▶ **Data records**:
****

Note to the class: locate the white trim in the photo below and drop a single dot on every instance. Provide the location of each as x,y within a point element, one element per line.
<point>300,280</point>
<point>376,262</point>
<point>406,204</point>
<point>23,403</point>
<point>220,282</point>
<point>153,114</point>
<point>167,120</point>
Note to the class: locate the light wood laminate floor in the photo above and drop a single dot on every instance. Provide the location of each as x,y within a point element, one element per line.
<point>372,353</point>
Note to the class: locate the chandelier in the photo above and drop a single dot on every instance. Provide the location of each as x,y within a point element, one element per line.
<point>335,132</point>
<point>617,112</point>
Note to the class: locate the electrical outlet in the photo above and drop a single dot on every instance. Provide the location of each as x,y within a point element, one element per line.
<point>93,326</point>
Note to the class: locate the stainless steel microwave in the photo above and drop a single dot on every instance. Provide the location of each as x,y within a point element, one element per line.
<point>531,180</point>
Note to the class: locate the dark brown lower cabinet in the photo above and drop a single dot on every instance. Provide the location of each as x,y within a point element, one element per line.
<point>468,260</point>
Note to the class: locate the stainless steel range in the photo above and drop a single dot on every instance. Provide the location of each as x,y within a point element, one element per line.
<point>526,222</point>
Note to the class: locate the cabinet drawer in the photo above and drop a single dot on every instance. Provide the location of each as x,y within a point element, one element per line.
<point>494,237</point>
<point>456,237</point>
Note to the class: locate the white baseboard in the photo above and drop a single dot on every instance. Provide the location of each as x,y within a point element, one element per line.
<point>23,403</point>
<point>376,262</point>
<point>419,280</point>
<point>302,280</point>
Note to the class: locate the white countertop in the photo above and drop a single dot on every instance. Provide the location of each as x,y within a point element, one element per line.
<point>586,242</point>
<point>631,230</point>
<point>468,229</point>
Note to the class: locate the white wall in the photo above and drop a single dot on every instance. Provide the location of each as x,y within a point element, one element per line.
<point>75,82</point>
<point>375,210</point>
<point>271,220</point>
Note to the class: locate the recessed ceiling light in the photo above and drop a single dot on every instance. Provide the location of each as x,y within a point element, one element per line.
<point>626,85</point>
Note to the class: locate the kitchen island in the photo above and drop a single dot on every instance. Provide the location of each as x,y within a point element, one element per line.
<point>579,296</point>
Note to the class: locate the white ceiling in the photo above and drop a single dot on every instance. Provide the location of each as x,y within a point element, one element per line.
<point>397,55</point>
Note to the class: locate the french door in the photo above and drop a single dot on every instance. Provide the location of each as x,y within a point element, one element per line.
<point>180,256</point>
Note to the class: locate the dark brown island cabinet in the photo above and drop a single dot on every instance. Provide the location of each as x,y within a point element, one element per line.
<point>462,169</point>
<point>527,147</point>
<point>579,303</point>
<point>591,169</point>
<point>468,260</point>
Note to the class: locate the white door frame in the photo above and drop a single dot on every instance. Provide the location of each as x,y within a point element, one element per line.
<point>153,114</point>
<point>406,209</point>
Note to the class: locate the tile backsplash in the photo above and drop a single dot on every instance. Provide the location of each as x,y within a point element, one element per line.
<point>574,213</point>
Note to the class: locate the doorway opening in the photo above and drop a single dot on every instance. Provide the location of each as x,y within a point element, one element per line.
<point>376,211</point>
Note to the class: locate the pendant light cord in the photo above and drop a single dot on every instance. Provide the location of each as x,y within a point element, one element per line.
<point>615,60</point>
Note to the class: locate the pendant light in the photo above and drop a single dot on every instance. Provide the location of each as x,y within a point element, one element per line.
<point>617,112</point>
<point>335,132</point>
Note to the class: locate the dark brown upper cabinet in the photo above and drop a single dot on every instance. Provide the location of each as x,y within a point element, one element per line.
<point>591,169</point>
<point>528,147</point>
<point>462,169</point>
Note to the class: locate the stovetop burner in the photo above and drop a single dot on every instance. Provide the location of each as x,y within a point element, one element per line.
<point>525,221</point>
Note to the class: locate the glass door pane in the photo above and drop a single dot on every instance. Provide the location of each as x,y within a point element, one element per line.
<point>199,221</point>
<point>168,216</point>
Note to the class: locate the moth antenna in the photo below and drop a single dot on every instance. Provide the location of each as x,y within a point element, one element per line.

****

Format the records above as a numbered list with one line per item, leaving out any blank lines.

▶ **Output below**:
1. Note to the class: locate the white trim in the photo below and drop a single dot on every instance. Provide the location of each as x,y within a point element, one element per line.
2. <point>300,280</point>
3. <point>376,262</point>
4. <point>406,204</point>
5. <point>23,403</point>
6. <point>220,282</point>
7. <point>153,114</point>
8. <point>167,120</point>
9. Note to the class: locate the light wood laminate floor in the photo above and drop a single dot on every instance. Provide the location of each as x,y within a point element, one element per line.
10. <point>372,353</point>
11. Note to the class: locate the chandelier in the photo above and drop a single dot on every instance. Provide the location of each as x,y within a point element, one element per line.
12. <point>335,132</point>
13. <point>617,112</point>
14. Note to the class: locate the electrical outlet in the photo above and drop a single dot on every instance. Provide the location of each as x,y within a point element, one element per line.
15. <point>93,326</point>
16. Note to the class: locate the stainless steel microwave in the photo above and drop a single dot on every instance. Provide the location of each as x,y within a point element, one element per line.
17. <point>531,180</point>
18. Note to the class: locate the dark brown lower cabinet in the photo above and drop a single dot on every instance. Provide the location of each as x,y within a point element, one element per line.
19. <point>468,260</point>
20. Note to the class: locate the stainless steel range in the photo above and drop a single dot on every instance. Provide the location of each as x,y within a point element, one element per line.
21. <point>526,222</point>
22. Note to the class: locate the cabinet drawer in the photo above and drop a single dot on every instance. Provide the location of each as x,y within a point element, one element per line.
23. <point>494,237</point>
24. <point>456,237</point>
25. Note to the class: locate the white baseboard in the photo above and drop a single dot on every instance. Provide the location of each as x,y within a point element, one element per line.
26. <point>23,403</point>
27. <point>376,262</point>
28. <point>419,280</point>
29. <point>302,280</point>
30. Note to the class: locate the white countertop in the photo above and drop a single dot on every instance. Provide the location of each as x,y within a point element, one element per line.
31. <point>586,242</point>
32. <point>631,230</point>
33. <point>468,229</point>
34. Note to the class: locate the white wall in the photo above and drop a single dot on every instance. Provide the location of each as x,y within a point element, one element per line.
35. <point>75,82</point>
36. <point>375,210</point>
37. <point>271,220</point>
38. Note to the class: locate the recessed ceiling light in the photo above and drop a single dot on every instance. Provide the location of each as x,y within a point element, one element per line.
39. <point>626,85</point>
40. Note to the class: locate the kitchen island in the photo above and drop a single dot on every instance. Provide the location of each as x,y within a point element, one element per line.
41. <point>579,296</point>
42. Note to the class: locate the white ceiling in the photo above and drop a single dot on every instance. Provide the location of each as x,y within a point element, one element per line.
43. <point>397,55</point>
44. Note to the class: locate the french door in the photo above and drop a single dot on every instance. Provide the location of each as x,y within a point element, one element per line.
45. <point>180,256</point>
46. Note to the class: locate the dark brown island cabinet in the photo above and drop a single dot on every instance. Provide the location of each as x,y within a point element, one element per line.
47. <point>462,169</point>
48. <point>527,147</point>
49. <point>579,303</point>
50. <point>591,169</point>
51. <point>468,260</point>
52. Note to the class: locate the white door frame in the photo above and drop a single dot on every instance. Provide the location of each as x,y within a point element, one element per line.
53. <point>153,114</point>
54. <point>406,209</point>
55. Note to the class: locate the tile backsplash in the photo above and drop a single dot on every instance. Provide the location of each as x,y within a point element, one element per line.
56. <point>574,213</point>
57. Note to the class: locate the doorway opening in the photo above and drop a single dot on every instance. Provide the location of each as x,y within a point element, one element per line.
58. <point>376,211</point>
59. Note to the class: locate the pendant light cord in the photo above and drop a single dot on every instance. Provide the location of each as x,y within a point element, one element per line.
60. <point>615,60</point>
61. Note to the class: locate the pendant light in the photo above and drop a single dot on every instance. Provide the location of each as x,y within a point element, one element per line.
62. <point>617,112</point>
63. <point>335,132</point>
64. Note to the class: locate the dark brown upper cabinet in the photo above and drop a single dot on every instance. Provide the location of each as x,y within a point element, one element per line.
65. <point>591,169</point>
66. <point>528,147</point>
67. <point>462,169</point>
68. Note to the class: locate the stovetop burner in the photo above and drop a single dot on every instance. Provide the location of each as x,y within a point element, one element per line.
69. <point>525,221</point>
70. Note to the class: locate the glass door pane in the photo above and drop a single dot on every instance. Provide the location of each as x,y within a point element, one element per line.
71. <point>199,221</point>
72. <point>168,216</point>
73. Note to the class: locate the moth antenna in the photo below and drop a single dot on every instance. Provide the location of each as x,y within a point element, one element per line.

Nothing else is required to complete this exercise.